Document segment:
** BEGIN **

I am also finally taking up driving lessons, an aspect I’ve been looking forward to since forever. To me, driving means freedom and driving opens up so many part-time job opportunities. It’s one of the very few classes that I would eagerly sign myself up for.

All in all, the end of my high school chapter opens up an entire world of new opportunities for me. I will forget the unpleasant and remember the memorable; the important life lessons from school that will guide me wherever I go.

The best things in life come as a surprise; and I am so blessed to be where I am right here, right now.

Knock

There are some things you can never say; things such as falling in love with someone you promised yourself not to; things such as falling in love with someone who is already happy with someone else. There are things the heart may want, but that is where the brain must step in.

2016 has taught me how to do proper closures to seemingly never-ending events. A breakup and a 10-month-old secret that I kept until the very end – I thought I’d shatter before graduation, everyone else who eventually knew thought I would shatter. But I didn’t. Waiting for apologies that never came, you learn to forgive them anyway. You learn that love is not about possession; love is as free as a bird is to fly. You learn that when you love someone, you should let them go – like dandelions in the sky.

True beauty lies in subtlety, the smallest of details and the tiniest of occurrences. You learn that never hearing from someone again is not a curse, but a blessing. You learn that you can still visit them whenever you want in your dreams, as long as you want to. You learn that the image of someone you fell in love with will stay forever, regardless how the actual person will change over time. You learn that all it takes is a smile to change everything you once believed in, and you learn to forgo the hatred you once bore against someone for no good reason. You learn that elegance is an attitude, and confidence can be learnt.

I am built out of nothing but layers and layers of firm beliefs. Someday, some of these beliefs must come true – that I strongly believe. My empire is certain despite being built on blocks of uncertainties, an empire that will someday rise way above all other mountains.

The door will open to the one who knocks.

Home

What does home mean to you, when you’ve been brought up in a foreign land all your life with respect to all the rest of your blood-related relatives, with absolutely no family here except your parents, and utilising an entirely different primary language in your daily life?

Going back to China has become more of an emotional burden over the years, the more as I mature and grow up. My uncles and aunts ask me if I have anything against Chinese culture, if I have any prejudice against their government and citizens, if I would ever consider migrating into China again after my parents migrated out of China more than 20 years ago. I am an outsider in my own family, I don’t relate to their daily conversation topics, I am unfamiliar with their system of life, I don’t understand local trends and I can’t hold a decent conversation with a local just because our communication stops right there when I am inevitably asked about my school, education, and aspirations. 

I am verbally eloquent in Mandarin Chinese, I understand the dialects that my aunts use, my accent is on point and there is nothing about me on the physical exterior, as far as looks and language are concerned that gives me away as an absolute foreigner in my supposed homeland. But that is as Chinese as I am; skin-deep, barely penetrating any worthy conversation topic because once the conversation exceeds 30 seconds, I am bound to give myself away with my ridiculous lack of supposed obvious knowledge of the Chinese system. I am 18 years old and University-bound, and one of the most popular questions the locals like to ask youths my age is What University do you want to go to? How’s your gaokao results? What major do you want to take? Which city are you from? Of course, I have nothing to answerIt makes me feel incredibly lousy when I get asked these questions because my parents don’t like it when I tell the locals that I am not a local. It’s like betraying your own family by not admitting you’re one of them, yet at the same time, you must then act like a complete idiot when you cannot answer the questions and then watch in silent horror as your interlocutor view you with astonishment as you reply the most awkward answers.

** END **

Brief A: Summarize the personal essay in two sentences.
The essay and the records are separate, unrelated material.

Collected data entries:
** BEGIN **

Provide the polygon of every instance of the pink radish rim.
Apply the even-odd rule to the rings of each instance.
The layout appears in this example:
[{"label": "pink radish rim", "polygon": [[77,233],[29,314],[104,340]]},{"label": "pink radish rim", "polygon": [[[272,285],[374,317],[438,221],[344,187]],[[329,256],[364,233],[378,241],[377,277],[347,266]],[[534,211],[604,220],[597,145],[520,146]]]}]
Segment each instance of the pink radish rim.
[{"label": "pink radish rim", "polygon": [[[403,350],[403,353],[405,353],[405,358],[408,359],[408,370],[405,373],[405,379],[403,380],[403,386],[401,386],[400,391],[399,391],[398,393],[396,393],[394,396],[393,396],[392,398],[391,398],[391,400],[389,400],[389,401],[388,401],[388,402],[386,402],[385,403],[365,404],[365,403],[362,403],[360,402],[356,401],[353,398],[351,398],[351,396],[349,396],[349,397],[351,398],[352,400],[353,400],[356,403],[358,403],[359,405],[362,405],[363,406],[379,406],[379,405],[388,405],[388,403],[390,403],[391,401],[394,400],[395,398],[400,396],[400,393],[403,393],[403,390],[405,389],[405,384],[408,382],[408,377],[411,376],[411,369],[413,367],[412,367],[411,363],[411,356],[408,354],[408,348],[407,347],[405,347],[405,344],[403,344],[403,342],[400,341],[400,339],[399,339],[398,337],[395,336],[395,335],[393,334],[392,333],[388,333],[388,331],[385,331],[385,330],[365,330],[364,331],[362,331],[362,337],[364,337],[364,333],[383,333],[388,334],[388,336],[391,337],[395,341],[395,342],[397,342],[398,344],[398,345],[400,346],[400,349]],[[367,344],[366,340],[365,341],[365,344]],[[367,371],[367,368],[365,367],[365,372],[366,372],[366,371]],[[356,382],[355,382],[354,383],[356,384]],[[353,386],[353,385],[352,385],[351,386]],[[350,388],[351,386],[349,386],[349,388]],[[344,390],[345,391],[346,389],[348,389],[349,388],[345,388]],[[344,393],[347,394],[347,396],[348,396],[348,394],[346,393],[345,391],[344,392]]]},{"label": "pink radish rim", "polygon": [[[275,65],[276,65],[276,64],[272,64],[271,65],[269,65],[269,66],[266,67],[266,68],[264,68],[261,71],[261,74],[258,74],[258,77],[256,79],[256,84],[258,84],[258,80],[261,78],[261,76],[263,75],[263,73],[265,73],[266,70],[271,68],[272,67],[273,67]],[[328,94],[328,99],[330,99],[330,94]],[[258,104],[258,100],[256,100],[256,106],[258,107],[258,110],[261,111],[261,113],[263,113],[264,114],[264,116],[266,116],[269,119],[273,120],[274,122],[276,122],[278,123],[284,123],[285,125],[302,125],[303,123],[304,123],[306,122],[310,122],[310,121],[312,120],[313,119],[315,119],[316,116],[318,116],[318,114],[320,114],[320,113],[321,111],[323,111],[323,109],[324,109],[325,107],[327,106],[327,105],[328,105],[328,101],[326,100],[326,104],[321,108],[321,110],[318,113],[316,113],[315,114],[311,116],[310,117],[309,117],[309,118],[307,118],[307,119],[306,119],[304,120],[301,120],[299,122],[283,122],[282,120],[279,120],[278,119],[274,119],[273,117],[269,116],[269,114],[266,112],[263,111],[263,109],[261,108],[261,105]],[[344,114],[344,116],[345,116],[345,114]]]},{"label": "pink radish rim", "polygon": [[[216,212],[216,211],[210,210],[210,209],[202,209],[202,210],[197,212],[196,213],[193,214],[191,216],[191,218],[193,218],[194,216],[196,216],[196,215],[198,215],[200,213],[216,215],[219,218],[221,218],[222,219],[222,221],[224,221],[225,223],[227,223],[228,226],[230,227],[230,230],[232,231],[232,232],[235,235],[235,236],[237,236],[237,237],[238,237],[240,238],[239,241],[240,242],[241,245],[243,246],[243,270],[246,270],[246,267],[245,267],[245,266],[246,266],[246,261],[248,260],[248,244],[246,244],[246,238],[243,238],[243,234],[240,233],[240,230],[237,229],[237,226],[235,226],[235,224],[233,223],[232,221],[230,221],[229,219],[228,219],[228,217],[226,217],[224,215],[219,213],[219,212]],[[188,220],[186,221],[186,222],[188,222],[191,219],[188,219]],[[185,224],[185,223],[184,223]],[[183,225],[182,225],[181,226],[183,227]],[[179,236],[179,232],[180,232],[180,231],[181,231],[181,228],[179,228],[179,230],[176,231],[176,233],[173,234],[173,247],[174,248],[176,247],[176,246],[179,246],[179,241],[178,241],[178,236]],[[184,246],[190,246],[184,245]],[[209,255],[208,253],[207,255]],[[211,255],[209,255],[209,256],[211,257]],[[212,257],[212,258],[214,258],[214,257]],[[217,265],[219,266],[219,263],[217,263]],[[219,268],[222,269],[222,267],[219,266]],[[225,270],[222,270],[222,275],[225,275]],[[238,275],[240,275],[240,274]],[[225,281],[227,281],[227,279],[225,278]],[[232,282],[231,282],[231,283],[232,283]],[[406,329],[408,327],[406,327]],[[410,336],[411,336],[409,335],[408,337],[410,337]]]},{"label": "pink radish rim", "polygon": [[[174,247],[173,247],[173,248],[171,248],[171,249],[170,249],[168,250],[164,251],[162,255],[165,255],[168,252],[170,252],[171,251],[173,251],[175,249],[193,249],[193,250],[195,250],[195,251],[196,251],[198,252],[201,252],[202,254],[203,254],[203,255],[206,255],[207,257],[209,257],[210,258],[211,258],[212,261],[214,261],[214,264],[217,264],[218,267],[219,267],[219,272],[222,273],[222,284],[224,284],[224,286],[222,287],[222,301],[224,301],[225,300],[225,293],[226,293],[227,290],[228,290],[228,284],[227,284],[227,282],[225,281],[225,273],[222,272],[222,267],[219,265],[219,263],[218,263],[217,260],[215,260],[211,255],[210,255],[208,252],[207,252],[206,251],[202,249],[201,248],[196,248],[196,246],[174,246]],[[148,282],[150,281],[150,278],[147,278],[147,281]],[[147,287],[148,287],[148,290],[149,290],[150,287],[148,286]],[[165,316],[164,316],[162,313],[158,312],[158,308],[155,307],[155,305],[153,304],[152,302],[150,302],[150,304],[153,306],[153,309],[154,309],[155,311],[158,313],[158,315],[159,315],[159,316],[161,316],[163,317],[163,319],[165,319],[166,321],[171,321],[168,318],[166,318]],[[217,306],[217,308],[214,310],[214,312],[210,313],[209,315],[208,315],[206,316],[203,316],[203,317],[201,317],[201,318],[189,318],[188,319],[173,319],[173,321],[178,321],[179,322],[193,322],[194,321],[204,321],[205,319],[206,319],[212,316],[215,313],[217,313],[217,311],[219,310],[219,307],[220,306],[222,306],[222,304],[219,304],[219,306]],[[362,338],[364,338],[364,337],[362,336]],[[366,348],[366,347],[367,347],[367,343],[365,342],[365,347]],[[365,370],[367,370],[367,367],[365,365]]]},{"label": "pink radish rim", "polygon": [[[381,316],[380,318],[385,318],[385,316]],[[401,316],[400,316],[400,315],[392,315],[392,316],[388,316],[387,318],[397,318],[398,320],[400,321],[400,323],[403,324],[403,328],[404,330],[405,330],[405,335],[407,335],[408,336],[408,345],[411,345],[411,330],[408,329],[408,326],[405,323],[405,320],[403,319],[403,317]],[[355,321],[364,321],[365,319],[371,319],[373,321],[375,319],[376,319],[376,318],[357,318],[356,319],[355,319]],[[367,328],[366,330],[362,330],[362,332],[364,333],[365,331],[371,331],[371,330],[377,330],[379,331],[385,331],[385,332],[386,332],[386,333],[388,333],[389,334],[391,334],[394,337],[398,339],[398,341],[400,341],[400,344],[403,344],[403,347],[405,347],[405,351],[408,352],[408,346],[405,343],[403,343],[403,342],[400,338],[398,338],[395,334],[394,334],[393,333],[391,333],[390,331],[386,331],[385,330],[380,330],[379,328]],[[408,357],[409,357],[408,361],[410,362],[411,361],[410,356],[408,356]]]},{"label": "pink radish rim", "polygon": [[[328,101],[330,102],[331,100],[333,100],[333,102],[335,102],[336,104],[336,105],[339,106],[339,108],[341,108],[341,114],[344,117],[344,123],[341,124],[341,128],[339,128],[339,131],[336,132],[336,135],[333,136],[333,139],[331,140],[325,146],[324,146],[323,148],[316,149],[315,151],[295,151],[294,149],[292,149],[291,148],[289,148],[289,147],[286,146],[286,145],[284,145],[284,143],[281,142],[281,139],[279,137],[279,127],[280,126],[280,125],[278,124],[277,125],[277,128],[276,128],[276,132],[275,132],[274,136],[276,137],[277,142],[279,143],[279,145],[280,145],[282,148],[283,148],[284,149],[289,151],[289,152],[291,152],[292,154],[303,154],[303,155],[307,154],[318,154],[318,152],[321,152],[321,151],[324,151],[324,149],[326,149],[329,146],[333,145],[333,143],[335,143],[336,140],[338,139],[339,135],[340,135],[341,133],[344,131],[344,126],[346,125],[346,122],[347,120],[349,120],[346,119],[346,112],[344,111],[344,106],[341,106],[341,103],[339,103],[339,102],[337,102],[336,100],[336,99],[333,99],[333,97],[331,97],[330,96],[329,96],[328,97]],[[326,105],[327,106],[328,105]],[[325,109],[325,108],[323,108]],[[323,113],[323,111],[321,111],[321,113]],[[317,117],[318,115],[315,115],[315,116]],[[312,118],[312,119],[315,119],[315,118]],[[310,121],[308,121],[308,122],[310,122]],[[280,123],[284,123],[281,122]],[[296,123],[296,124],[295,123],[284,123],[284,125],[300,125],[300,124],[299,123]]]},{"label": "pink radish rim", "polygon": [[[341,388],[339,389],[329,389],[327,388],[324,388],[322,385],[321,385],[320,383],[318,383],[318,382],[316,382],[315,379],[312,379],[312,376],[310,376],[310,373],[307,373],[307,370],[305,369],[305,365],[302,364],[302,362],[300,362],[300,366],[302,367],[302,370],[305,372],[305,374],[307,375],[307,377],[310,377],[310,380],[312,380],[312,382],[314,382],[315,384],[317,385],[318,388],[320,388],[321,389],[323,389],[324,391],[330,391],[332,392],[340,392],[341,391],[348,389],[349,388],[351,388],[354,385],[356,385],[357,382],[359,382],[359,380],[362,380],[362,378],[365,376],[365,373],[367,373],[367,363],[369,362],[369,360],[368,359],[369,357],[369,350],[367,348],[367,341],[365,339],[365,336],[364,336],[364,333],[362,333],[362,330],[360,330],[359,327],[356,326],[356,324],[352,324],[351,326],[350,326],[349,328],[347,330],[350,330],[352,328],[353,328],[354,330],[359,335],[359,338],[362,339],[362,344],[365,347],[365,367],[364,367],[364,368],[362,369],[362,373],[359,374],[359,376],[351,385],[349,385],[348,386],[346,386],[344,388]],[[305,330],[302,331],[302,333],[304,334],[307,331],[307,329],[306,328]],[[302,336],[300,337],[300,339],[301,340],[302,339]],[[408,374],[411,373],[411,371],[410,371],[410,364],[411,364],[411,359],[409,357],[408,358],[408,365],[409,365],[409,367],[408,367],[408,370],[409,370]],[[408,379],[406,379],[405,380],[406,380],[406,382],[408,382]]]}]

** END **

Brief B: Print everything in the records from their first line down to the line containing "The layout appears", including both of those lines.

Task answer A: The writer sees the end of high school as opening new opportunities, including long-awaited driving lessons, and reflects on what 2016 taught about forgiving, letting go and holding firm beliefs. The writer also feels like an outsider when visiting family in China: fluent in Mandarin yet unable to answer locals' questions about university, gaokao results or hometown.

Task answer B:
Provide the polygon of every instance of the pink radish rim.
Apply the even-odd rule to the rings of each instance.
The layout appears in this example:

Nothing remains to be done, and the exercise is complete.